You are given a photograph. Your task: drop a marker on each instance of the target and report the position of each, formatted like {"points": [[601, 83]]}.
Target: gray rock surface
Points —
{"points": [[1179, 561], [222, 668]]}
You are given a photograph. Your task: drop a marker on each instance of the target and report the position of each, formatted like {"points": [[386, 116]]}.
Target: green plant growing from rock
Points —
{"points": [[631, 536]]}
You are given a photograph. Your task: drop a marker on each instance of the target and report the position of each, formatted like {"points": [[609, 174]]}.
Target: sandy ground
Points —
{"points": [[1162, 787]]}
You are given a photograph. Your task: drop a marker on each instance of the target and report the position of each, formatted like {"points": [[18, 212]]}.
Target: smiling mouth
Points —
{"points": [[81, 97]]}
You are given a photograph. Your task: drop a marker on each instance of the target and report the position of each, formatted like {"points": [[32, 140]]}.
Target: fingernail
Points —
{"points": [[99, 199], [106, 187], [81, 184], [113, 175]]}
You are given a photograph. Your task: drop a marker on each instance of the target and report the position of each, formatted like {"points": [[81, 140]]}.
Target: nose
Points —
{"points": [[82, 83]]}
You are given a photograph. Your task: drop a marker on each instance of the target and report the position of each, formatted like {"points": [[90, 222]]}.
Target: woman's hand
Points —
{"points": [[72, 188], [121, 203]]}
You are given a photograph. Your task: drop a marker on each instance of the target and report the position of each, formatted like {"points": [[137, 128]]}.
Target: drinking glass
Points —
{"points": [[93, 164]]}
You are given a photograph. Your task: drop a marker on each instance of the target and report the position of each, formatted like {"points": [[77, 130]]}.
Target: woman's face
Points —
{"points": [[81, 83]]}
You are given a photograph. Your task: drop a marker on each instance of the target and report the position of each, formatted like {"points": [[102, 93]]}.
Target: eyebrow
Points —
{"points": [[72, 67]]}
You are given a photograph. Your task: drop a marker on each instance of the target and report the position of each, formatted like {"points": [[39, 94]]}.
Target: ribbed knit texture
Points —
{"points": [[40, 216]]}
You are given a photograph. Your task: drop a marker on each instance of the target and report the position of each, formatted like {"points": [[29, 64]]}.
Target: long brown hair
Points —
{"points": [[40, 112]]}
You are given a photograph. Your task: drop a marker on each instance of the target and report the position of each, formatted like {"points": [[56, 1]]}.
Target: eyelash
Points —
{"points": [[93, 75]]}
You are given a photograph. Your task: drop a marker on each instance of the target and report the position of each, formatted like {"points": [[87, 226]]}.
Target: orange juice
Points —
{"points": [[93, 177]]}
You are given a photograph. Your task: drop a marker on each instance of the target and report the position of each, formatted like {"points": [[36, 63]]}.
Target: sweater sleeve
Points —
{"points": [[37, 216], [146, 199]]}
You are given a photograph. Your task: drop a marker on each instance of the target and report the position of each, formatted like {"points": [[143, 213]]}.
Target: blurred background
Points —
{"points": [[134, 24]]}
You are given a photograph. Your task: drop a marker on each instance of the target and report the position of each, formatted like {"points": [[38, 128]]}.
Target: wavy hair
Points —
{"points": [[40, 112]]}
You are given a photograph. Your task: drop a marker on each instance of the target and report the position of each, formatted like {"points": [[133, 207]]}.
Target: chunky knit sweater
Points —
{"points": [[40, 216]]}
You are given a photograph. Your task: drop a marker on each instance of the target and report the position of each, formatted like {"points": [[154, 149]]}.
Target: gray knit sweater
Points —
---+---
EXERCISE AIM → Every line above must be reproduced exactly as it stands.

RESPONSE TO THIS EXERCISE →
You are given a photograph. Your task: drop a marker on each instance of the target and report the position of each, formatted like {"points": [[601, 83]]}.
Target: gray rock surface
Points —
{"points": [[1179, 561], [222, 668]]}
You are given a photograph. Your task: drop a marker on each instance of the target and report the position of each, formatted like {"points": [[386, 116]]}.
Target: green plant growing from rock
Points —
{"points": [[631, 536]]}
You are given a photograph. Your task: drop a marker on each instance of the target and report the position of each, formatted like {"points": [[609, 174]]}.
Target: sandy ground
Points —
{"points": [[1162, 787]]}
You are given a photograph. Your task: drop a marker on each instance of the target and report the position of each, formatted like {"points": [[18, 212]]}.
Target: smiling mouth
Points —
{"points": [[81, 97]]}
You are given a photograph. Your task: drop a marker on each instance of the target and report the position of each, formatted like {"points": [[32, 140]]}.
Target: fingernail
Points —
{"points": [[99, 199], [106, 187], [81, 184], [113, 175]]}
You are given a photograph. Your task: drop a marker on each instance of the target and report the position of each, formatted like {"points": [[81, 140]]}.
Target: nose
Points —
{"points": [[82, 83]]}
You are given a photograph. Your task: drop a marker on each instance of the target and report the position of each, formatted like {"points": [[90, 222]]}.
Target: woman's hand
Points —
{"points": [[72, 188], [121, 203]]}
You are given a photograph. Your task: drop a marker on each instance of the target and report the position of each, formatted like {"points": [[137, 128]]}.
Target: drinking glass
Points —
{"points": [[93, 164]]}
You are given a photograph. Your task: drop a marker on each instance of the target and report the position of each, formatted like {"points": [[77, 130]]}.
Target: woman's face
Points —
{"points": [[81, 83]]}
You are given a photograph. Your task: drop a marker on each instance of the target and report the position of each, formatted like {"points": [[102, 93]]}.
Target: eyebrow
Points —
{"points": [[72, 67]]}
You are given a photograph. Your task: drop a marker on each instance of the target and report the position of each, formatted like {"points": [[39, 94]]}.
Target: ribbed knit texture
Points —
{"points": [[40, 216]]}
You are given a photograph. Your task: drop a marker on each instance of the target and report the position of each, formatted like {"points": [[29, 64]]}.
Target: long brown hair
Points —
{"points": [[40, 112]]}
You are given a photograph. Your task: drop a marker on each instance of the target and report the position of each, formatted like {"points": [[56, 1]]}.
Target: eyelash
Points —
{"points": [[93, 75]]}
You are given a photograph. Your task: drop a marker on each instance of the target and report the position of each, formatted like {"points": [[87, 226]]}.
Target: orange juice
Points —
{"points": [[93, 177]]}
You are given a photograph. Your task: drop a marker on each instance of the target and report the position of each, formatted like {"points": [[36, 63]]}.
Target: sweater sleeve
Points —
{"points": [[37, 216], [146, 199]]}
You are given a photograph. Your task: drop a marker on each instance of the target and report the position of each, formatted like {"points": [[143, 213]]}.
Target: blurred background
Points —
{"points": [[134, 24]]}
You are given a photograph. Your task: drop a marker on each instance of the target and report the position of each, formatted like {"points": [[38, 128]]}.
Target: wavy hair
Points —
{"points": [[40, 112]]}
You are given a photograph. Your task: drop a marker on each instance of the target and report the position of each, formatted like {"points": [[133, 207]]}.
Target: chunky knit sweater
Points —
{"points": [[40, 216]]}
You are given a photograph. Your task: drop a marker on each instance of the target and report the position of each, formatted like {"points": [[154, 149]]}.
Target: gray knit sweater
Points —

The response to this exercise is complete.